• _Taakdoel_: Filter alstublieft de items hieronder en neem elke regel over die het woord "region" bevat.

• _Taakmateriaal_:

◇ ◇ ◇ ◇

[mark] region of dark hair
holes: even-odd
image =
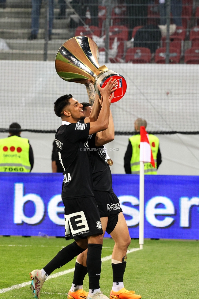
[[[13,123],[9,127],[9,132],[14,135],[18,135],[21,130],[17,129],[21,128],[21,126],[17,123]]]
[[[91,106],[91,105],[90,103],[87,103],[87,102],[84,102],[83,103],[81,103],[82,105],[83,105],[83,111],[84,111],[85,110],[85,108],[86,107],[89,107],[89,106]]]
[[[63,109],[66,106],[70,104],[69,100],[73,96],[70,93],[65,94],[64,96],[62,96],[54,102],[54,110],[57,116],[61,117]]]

◇ ◇ ◇ ◇

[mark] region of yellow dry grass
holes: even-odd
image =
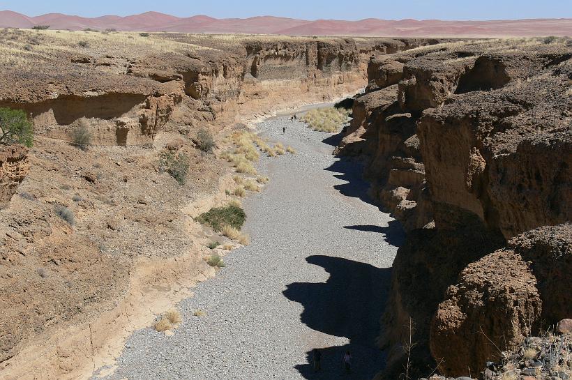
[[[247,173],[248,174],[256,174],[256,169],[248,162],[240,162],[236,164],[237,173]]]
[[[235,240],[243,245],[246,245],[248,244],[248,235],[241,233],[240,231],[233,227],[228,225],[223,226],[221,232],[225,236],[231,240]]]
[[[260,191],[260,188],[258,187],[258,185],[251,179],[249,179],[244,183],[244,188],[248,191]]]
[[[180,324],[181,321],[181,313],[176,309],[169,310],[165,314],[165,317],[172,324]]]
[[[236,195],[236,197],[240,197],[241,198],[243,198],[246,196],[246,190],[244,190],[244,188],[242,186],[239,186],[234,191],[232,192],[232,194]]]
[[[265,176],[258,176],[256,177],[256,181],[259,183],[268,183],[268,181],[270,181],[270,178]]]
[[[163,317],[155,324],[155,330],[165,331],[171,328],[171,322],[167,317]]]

◇ ◇ ◇ ◇

• _Volledige uitvoer_:
[mark] region of dark hair
[mark] region of yellow dry grass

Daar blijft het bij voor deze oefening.